_Description of the task_:
Reprint every line of the data, keeping each character intact.
++++
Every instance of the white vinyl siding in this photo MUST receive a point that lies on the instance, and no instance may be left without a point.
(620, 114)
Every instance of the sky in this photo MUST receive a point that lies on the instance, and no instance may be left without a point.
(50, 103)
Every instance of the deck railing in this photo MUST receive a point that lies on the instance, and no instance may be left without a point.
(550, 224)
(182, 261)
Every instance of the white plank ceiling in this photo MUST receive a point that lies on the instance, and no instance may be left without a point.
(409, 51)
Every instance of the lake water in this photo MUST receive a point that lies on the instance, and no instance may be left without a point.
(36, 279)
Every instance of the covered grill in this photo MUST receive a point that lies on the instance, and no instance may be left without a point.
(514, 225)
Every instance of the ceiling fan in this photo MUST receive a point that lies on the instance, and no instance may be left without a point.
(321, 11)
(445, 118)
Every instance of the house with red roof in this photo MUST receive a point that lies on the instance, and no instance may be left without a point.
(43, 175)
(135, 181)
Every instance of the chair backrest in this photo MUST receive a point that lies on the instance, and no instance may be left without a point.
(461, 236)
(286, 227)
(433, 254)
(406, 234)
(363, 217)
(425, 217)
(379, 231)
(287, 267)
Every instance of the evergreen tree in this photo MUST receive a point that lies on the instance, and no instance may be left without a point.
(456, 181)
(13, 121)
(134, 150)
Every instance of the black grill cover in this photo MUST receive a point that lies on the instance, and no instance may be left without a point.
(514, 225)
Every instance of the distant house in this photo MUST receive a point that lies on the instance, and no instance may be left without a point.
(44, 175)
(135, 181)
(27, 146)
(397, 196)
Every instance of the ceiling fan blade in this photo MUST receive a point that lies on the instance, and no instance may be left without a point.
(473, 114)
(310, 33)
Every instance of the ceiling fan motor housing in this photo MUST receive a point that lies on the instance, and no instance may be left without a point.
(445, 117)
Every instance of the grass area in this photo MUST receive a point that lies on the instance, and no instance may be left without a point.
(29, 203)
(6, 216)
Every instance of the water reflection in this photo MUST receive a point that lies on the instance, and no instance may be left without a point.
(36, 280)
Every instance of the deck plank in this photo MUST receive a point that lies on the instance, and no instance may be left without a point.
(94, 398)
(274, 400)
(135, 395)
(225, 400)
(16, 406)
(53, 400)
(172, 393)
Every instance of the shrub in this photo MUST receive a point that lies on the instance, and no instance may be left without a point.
++++
_Answer for this exercise_:
Every instance of the white vinyl siding in this photo MUST receive a point that lies on the instance, and no instance may be left without a point.
(620, 114)
Every instance of the sky in this photo MUST receive a point that lies on the instance, and no instance may be left without a point.
(50, 103)
Every instance of the deck railing in this photo MUST receive a point that lies on the instance, and no instance may be left without a point.
(550, 224)
(182, 261)
Every instance of the white plank ceiling in this photo MUST receive a point that lies on the instance, and no instance may be left without a point.
(409, 51)
Every instance of the lake water in this photo MUST receive a point that lies on the instance, and no instance may be left without a point.
(36, 279)
Every instance of the covered grill in this photo MUST receive a point that lies on the instance, and no instance may be left without a point.
(514, 225)
Every instance of the ceiling fan in this photo MUST receive a point that lies on the instance, and no instance may be left without a point.
(321, 11)
(445, 118)
Every instance of the house with red roof in this photo MUST receive a point that lies on the instance, and no instance may be left without a point.
(43, 175)
(135, 181)
Every instance of the chair backrest in this photo MUST receive a point that lies on the instance, and no instance may be left without a point.
(461, 236)
(286, 227)
(433, 254)
(406, 234)
(363, 217)
(425, 217)
(379, 231)
(287, 267)
Every instance of the evergreen tree in this photo MUST receive a point that lies on the instance, and no instance may be left without a point.
(456, 181)
(13, 121)
(134, 150)
Every instance of the black grill cover in this photo MUST receive a point that lies on the instance, and no instance may be left without a point.
(514, 225)
Every instance of the distant house in this photo MUST receive a point that lies on the instance, and no instance may be left without a point.
(44, 175)
(135, 181)
(27, 146)
(397, 196)
Every instance of the ceiling fan blade in this photo MUST receive a point that lies on the instance, and no instance may be left without a point.
(473, 114)
(310, 33)
Every instance of the ceiling fan motor housing in this photo MUST receive a point that lies on the instance, and no instance may be left without a point.
(445, 117)
Every instance of the grass area in this photo MUST receive a point that lies on the instance, and no instance may be left without a point.
(29, 203)
(6, 216)
Every instance of the water reflection in this photo MUST receive a point that lies on the instance, and no instance may be left without a point.
(36, 280)
Every instance of the deck plank in this photo MUST receive a point that lies on the instance, and no instance may be left without a point.
(94, 398)
(274, 400)
(135, 395)
(225, 400)
(16, 406)
(53, 400)
(172, 393)
Every instance of the shrub in this photo MUST receive a point that lies on the instance, and no instance may be left without a point.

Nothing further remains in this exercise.